▶ THE PROBLEM
Return the passage of the Maven plugin configuration text that starts at "The configuration of the Maven Failsafe" and ends at "plugin are executed.", copied word for word.

▶ QUOTED PASSAGE
That’s it. We have now configured the JaCoCo Maven plugin. Our next step is to configure the Maven Surefire plugin. Let’s find out how we can do this.

Configuring The Maven Surefire Plugin

We use the Maven Surefire plugin to run the unit tests of our example application. Because we want to create a code coverage report for our unit tests, we have to ensure that the JaCoCo agent is running when our unit tests are run. We can ensure this by adding the value of the surefireArgLine property as the value of the argLine configuration parameter.

The configuration of the Maven Surefire plugin looks as follows (the required change is highlighted):

<plugin>
    <groupId>org.apache.maven.plugins</groupId>
    <artifactId>maven-surefire-plugin</artifactId>
    <version>2.15</version>
    <configuration>
        <!-- Sets the VM argument line used when unit tests are run. -->
        <argLine>${surefireArgLine}</argLine>
        <!-- Skips unit tests if the value of skip.unit.tests property is true -->
        <skipTests>${skip.unit.tests}</skipTests>
        <!-- Excludes integration tests when unit tests are run. -->
        <excludes>
            <exclude>**/IT*.java</exclude>
        </excludes>
    </configuration>
</plugin>

We are almost done. The only thing left for us to do is to configure the Maven Failsafe plugin. Let’s find out how we can do it.

Configuring The Maven Failsafe Plugin

The integration tests of our example application are run by the Maven Failsafe plugin. Because we want to create a code coverage report for our integration tests, we have to ensure that the JaCoCo agent is running when our integration tests are run. We can do this by adding the value of the failsafeArgLine property as the value of the argLine configuration parameter.

The configuration of the Maven Failsafe plugin looks as follows (the required change is highlighted):

<plugin>
    <groupId>org.apache.maven.plugins</groupId>
    <artifactId>maven-failsafe-plugin</artifactId>
    <version>2.15</version>
    <executions>
        <!--
            Ensures that both integration-test and verify goals of the Failsafe Maven
            plugin are executed.
        -->
        <execution>
            <id>integration-tests</id>
            <goals>
                <goal>integration-test</goal>
                <goal>verify</goal>
            </goals>
            <configuration>
                <!-- Sets the VM argument line used when integration tests are run. -->
                <argLine>${failsafeArgLine}</argLine>
                <!--
                    Skips integration tests if the value of skip.integration.tests property
                    is true
                -->
                <skipTests>${skip.integration.tests}</skipTests>
            </configuration>
        </execution>
    </executions>
</plugin>

Creating Code Coverage Reports

We have now successfully finished the required configuration. Let’s see how we can create code coverage reports for unit and integration tests.

[Records contained in a dataset]

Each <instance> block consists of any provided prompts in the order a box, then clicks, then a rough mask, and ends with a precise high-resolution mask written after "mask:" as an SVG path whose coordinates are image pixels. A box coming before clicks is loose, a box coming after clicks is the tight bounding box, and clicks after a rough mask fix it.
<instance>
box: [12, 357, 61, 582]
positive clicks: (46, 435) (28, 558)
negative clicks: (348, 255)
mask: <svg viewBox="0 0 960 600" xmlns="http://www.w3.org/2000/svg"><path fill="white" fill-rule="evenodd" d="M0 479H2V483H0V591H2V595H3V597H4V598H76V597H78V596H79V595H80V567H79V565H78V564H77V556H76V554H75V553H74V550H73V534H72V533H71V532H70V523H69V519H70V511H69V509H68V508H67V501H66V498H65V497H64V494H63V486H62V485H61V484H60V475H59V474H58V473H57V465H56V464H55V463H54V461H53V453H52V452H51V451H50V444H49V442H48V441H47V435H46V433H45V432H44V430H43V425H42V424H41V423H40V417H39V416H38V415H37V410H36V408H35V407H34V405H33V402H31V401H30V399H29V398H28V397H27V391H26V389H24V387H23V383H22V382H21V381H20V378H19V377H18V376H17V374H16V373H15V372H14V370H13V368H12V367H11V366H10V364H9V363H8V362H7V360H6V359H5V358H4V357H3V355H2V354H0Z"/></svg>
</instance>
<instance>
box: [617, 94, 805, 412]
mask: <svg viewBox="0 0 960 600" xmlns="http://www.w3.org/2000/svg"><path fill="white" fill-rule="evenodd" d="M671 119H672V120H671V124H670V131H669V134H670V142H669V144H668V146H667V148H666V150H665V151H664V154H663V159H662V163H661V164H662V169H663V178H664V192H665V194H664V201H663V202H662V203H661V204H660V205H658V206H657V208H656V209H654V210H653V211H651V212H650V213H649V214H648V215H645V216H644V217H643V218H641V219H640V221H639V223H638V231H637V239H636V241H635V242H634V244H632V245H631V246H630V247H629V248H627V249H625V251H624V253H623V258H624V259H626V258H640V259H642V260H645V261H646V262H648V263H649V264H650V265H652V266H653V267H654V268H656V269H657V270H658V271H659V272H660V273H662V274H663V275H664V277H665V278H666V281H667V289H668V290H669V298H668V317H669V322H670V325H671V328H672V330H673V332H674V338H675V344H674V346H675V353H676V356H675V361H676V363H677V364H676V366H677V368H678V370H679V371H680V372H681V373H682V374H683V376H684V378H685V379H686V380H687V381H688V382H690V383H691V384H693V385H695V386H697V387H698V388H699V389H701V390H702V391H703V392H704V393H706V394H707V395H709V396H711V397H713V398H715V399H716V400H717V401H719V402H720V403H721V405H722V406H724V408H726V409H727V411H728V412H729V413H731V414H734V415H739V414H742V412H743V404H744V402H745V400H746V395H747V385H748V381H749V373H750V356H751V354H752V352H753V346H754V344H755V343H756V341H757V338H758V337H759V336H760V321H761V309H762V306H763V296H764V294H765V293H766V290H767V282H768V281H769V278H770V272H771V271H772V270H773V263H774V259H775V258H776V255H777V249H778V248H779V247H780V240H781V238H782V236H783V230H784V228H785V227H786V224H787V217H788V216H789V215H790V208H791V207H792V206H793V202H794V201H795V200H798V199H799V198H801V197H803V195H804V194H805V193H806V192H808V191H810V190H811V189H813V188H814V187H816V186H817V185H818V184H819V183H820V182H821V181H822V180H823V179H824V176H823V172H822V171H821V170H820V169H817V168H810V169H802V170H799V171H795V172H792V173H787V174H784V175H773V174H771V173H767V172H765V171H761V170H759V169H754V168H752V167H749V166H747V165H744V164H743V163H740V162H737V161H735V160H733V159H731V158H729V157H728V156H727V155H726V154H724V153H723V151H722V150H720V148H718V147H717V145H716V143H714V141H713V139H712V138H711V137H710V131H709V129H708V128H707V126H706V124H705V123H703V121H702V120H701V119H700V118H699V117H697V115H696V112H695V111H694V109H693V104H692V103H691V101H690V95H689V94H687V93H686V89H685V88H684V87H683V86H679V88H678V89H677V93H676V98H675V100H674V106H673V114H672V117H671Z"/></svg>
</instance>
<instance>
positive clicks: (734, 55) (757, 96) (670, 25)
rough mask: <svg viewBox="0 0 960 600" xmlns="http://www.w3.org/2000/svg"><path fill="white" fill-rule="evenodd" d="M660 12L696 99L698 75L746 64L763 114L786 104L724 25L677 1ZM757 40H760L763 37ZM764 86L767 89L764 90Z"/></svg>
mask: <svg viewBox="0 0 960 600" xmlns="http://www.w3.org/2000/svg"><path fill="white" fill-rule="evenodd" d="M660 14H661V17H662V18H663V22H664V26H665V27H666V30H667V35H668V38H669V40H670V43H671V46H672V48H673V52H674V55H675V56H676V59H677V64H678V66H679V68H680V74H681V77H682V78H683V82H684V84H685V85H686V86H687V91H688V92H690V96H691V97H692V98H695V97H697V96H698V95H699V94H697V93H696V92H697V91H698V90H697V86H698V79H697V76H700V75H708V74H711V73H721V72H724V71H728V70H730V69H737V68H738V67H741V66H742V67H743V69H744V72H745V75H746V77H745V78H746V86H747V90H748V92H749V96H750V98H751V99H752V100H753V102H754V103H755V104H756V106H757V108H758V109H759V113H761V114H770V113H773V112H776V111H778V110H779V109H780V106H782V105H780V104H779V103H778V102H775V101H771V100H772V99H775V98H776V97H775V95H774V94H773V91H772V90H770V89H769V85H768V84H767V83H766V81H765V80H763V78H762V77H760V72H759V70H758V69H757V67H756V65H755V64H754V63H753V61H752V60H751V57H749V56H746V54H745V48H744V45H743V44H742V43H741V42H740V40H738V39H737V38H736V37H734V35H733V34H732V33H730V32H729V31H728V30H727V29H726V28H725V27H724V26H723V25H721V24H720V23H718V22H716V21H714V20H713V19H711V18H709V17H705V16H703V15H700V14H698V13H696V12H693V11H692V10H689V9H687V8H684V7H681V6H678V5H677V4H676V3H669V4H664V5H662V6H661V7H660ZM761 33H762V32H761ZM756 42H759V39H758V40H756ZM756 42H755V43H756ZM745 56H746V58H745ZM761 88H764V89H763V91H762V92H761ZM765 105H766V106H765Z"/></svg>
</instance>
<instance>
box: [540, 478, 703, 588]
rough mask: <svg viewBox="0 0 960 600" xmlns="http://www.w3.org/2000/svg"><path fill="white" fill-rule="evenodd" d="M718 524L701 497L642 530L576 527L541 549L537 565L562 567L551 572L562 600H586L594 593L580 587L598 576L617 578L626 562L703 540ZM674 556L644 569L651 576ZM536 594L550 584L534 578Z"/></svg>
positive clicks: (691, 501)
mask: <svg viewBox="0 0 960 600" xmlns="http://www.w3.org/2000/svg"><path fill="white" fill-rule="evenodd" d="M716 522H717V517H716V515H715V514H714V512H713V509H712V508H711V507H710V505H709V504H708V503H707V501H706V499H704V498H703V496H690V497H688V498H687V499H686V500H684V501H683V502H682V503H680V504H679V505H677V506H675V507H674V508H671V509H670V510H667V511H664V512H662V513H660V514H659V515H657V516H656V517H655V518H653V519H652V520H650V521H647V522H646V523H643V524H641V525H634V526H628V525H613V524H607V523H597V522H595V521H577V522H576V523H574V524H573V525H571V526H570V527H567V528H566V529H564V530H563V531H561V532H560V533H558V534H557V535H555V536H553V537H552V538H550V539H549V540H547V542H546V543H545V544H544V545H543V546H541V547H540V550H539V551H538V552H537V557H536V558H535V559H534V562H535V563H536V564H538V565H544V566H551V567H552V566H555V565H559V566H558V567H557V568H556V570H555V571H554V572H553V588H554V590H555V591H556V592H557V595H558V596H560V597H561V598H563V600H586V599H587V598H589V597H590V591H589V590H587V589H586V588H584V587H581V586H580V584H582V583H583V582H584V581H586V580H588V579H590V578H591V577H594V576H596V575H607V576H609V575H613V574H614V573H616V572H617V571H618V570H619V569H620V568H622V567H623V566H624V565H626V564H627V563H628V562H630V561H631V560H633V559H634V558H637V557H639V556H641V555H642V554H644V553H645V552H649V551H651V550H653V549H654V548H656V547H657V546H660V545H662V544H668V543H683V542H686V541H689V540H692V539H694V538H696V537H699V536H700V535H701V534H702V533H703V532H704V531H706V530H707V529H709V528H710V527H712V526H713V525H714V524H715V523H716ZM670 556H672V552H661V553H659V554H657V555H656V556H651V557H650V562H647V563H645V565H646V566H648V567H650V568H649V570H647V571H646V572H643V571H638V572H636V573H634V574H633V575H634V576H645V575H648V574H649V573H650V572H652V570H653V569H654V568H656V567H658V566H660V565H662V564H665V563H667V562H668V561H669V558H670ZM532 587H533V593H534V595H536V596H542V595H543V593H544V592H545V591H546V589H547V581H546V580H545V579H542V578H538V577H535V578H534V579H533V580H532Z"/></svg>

▶ YOUR SOLUTION
The configuration of the Maven Failsafe plugin looks as follows (the required change is highlighted):

<plugin>
    <groupId>org.apache.maven.plugins</groupId>
    <artifactId>maven-failsafe-plugin</artifactId>
    <version>2.15</version>
    <executions>
        <!--
            Ensures that both integration-test and verify goals of the Failsafe Maven
            plugin are executed.